### What you should do
Retrieve every line from the records in which the word "overcast" occurs.

### Records shown
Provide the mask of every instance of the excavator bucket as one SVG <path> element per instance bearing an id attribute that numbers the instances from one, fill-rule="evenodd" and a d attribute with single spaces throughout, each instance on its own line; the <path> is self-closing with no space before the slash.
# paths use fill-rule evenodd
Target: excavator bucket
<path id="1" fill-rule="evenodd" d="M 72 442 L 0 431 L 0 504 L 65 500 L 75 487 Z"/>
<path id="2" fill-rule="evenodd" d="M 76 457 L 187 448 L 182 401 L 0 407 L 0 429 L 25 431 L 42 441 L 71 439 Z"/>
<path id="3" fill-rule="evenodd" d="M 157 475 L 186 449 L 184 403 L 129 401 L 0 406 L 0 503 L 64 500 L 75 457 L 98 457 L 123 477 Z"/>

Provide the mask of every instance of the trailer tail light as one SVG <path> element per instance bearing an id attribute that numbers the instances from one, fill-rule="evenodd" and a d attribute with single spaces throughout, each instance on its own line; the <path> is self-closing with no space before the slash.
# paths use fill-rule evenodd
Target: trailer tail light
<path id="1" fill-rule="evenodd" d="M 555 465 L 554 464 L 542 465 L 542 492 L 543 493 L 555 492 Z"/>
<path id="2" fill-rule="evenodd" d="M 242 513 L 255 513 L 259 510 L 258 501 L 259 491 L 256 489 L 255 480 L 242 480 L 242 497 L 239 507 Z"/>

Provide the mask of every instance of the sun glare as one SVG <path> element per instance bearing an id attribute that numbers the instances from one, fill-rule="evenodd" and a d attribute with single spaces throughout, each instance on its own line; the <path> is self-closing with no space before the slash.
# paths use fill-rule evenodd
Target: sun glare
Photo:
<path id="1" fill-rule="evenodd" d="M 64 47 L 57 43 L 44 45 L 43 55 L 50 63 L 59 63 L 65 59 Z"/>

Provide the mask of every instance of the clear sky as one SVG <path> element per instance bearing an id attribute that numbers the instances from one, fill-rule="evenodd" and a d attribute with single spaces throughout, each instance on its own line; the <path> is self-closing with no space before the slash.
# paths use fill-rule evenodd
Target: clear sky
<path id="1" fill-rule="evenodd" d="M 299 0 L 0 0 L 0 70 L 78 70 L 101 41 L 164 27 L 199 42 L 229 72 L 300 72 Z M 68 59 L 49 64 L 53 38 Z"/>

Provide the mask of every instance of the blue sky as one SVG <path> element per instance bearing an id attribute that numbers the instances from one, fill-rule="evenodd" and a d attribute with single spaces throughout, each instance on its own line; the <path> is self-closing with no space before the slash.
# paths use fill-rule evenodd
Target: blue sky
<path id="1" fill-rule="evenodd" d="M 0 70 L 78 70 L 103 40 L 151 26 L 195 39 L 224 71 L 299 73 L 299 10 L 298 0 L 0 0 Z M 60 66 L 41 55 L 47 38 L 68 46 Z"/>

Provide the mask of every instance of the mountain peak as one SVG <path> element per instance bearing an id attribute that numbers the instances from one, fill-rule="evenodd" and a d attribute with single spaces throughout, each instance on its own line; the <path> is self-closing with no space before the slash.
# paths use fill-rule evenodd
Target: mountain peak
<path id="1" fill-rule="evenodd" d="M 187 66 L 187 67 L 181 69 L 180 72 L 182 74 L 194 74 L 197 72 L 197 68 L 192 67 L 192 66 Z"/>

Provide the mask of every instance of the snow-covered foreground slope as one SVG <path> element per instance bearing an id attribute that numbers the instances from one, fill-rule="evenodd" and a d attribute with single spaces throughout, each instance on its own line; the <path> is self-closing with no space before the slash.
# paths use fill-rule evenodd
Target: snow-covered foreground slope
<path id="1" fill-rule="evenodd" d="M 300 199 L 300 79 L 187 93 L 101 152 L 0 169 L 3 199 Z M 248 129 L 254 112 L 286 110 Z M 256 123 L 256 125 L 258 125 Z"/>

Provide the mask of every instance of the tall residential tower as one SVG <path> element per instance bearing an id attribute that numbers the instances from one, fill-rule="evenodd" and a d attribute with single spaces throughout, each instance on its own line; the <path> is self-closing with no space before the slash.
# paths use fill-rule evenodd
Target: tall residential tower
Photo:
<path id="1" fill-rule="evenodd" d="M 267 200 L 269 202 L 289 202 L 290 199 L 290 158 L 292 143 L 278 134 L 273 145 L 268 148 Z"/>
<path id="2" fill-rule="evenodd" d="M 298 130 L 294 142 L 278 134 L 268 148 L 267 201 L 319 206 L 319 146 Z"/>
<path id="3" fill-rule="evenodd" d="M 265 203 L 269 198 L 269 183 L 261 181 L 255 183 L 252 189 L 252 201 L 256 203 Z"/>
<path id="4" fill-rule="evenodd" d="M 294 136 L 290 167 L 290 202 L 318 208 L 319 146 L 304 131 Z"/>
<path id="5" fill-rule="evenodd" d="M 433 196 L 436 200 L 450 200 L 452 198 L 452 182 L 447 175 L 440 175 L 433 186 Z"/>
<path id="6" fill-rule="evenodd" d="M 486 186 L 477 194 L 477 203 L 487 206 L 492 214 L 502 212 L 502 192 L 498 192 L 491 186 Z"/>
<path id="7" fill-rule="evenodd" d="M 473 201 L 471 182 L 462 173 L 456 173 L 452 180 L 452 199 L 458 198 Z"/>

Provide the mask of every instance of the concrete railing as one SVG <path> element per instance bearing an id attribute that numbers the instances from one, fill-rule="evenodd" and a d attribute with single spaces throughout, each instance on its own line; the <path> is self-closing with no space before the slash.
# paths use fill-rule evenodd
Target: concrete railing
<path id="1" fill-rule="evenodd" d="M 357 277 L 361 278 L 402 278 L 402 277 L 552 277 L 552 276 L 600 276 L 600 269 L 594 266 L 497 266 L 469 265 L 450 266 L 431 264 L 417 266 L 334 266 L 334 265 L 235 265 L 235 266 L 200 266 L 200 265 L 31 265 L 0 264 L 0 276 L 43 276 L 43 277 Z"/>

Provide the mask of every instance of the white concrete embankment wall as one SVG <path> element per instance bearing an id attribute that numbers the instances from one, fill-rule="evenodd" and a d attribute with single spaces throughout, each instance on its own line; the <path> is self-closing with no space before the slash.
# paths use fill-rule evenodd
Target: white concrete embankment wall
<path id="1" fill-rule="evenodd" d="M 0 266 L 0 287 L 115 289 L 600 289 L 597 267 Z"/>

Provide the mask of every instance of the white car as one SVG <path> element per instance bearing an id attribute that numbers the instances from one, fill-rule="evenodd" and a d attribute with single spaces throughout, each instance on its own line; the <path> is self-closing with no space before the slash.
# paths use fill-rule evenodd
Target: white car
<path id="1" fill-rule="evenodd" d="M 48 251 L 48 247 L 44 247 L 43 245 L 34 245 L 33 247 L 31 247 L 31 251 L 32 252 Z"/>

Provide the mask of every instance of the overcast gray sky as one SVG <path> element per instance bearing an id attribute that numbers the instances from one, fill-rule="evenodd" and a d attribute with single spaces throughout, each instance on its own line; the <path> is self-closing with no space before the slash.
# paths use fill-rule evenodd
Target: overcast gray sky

### Output of the task
Provide the mask of every instance of the overcast gray sky as one SVG <path> element per instance bearing an id attribute that numbers the instances from one, fill-rule="evenodd" and a d attribute with single spaces throughout, each instance on its own line; the <path> is self-closing with no space before the slash.
Target: overcast gray sky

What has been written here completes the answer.